Goal of the exercise
The expected output is every record below, transcribed exactly, with the pictures left out.

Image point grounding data
● ● ● ● ● ● ●

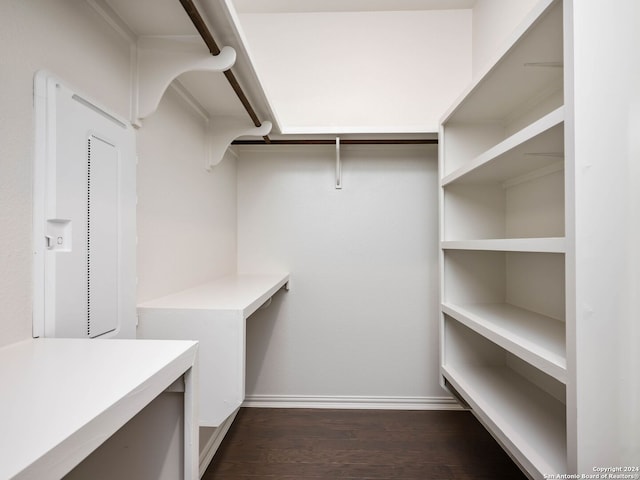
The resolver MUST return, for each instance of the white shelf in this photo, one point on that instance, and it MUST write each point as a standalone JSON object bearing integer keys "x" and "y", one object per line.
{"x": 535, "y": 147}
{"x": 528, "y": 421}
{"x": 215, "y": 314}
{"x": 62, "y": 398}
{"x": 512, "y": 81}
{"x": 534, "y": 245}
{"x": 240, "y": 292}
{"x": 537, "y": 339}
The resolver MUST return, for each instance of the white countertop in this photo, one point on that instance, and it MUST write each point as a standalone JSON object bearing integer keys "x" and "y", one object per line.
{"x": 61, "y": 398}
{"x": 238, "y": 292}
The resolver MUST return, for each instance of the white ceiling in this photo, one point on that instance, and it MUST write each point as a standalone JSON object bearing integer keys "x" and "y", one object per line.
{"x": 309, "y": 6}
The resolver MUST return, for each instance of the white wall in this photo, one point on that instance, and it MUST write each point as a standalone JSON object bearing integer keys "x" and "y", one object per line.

● ● ● ● ● ● ●

Reply
The resolver MUST return, for each instance of the white shelf in this photo, one point on that instance, and it MUST write each point as a standalone JSON object bearing integer keys "x" and "y", one object per line.
{"x": 535, "y": 147}
{"x": 528, "y": 421}
{"x": 215, "y": 314}
{"x": 62, "y": 398}
{"x": 512, "y": 81}
{"x": 534, "y": 245}
{"x": 240, "y": 292}
{"x": 537, "y": 339}
The resolver MUST return, for each instance of the white countertop in this photo, one point on that instance, and it MUST write each point as a standalone JSON object bearing integer keys "x" and "y", one object per line.
{"x": 61, "y": 398}
{"x": 238, "y": 292}
The resolver MUST return, for each instance of the white ceiling in this photo, one point on that instance, and it MUST write each point as a standalone JSON object bearing integer keys "x" and "y", one object per line.
{"x": 309, "y": 6}
The resolver MUST return, for each instance of the white wall in this photo, one point on that instance, and it MUST write each point as a standalone JSON object bearing integer keys "x" and "y", one object per line.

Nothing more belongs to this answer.